- _YOUR INSTRUCTIONS_
From the records below, extract every line that contains the string "hedge", matching case exactly.

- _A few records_
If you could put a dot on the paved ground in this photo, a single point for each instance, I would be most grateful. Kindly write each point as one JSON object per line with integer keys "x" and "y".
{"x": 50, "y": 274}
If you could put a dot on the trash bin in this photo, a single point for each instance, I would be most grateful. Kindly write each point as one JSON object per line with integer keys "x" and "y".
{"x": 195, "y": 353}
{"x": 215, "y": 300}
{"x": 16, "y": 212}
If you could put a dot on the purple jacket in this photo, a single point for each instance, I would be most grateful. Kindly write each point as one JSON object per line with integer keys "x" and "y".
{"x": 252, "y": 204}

* * *

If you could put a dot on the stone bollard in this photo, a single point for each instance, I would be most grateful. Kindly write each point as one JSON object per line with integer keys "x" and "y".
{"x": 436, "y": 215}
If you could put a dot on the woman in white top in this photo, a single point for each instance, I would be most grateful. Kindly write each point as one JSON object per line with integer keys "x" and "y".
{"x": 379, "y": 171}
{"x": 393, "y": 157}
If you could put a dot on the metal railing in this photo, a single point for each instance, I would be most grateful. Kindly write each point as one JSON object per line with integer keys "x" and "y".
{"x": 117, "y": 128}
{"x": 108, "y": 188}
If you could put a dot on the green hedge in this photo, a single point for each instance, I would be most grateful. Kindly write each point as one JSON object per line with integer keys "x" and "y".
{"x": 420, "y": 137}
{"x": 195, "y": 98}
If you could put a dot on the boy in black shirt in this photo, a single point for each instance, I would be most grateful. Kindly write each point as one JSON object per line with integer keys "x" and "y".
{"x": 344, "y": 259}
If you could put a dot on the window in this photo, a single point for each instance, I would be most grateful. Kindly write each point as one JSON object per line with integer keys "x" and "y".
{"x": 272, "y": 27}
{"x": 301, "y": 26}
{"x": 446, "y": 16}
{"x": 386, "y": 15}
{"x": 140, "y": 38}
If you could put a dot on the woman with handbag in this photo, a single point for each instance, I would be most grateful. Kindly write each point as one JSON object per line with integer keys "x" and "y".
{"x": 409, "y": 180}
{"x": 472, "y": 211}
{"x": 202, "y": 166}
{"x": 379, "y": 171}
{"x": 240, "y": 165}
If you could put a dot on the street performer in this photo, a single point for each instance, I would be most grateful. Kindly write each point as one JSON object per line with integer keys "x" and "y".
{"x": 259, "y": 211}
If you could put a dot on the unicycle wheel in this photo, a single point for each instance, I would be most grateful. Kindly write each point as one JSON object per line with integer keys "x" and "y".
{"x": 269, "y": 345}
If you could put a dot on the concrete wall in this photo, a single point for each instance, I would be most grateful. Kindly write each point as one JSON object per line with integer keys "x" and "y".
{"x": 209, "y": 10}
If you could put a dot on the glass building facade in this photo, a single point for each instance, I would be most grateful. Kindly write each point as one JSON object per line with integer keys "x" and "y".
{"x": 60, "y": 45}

- _THE OUTPUT_
If you could put a dot on the green hedge in this photo, a single point for each instance, I would be most grateful. Kindly write each point as one JSON object per line with integer keys "x" and "y".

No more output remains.